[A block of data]
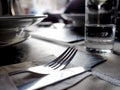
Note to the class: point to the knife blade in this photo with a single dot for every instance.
(56, 77)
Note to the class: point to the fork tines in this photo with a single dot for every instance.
(64, 59)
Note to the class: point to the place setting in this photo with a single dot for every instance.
(56, 59)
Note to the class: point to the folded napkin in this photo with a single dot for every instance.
(107, 78)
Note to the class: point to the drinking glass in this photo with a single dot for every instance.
(100, 25)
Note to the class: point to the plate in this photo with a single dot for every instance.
(20, 21)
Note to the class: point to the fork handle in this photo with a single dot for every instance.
(18, 72)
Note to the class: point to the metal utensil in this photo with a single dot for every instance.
(58, 64)
(57, 77)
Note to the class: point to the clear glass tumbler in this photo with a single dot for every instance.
(100, 25)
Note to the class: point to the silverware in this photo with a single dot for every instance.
(58, 64)
(56, 77)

■ **Aim**:
Please repeat the records starting at the line that contains "Note to the class: point to the fork handle" and ending with the last of the records. Change "a single dot" to "one dot" and leave all else as it is.

■ **Result of the exercise**:
Note to the class: point to the fork handle in this photo with one dot for every instance.
(18, 72)
Note to the class: point to the metal utensil in this photo with one dot for every instance.
(58, 64)
(57, 77)
Note to the class: point to the clear glass tumbler in this photo with one dot for every instance.
(100, 25)
Note to the class: point to the silverware in this photo with one dot for every instance.
(58, 64)
(56, 77)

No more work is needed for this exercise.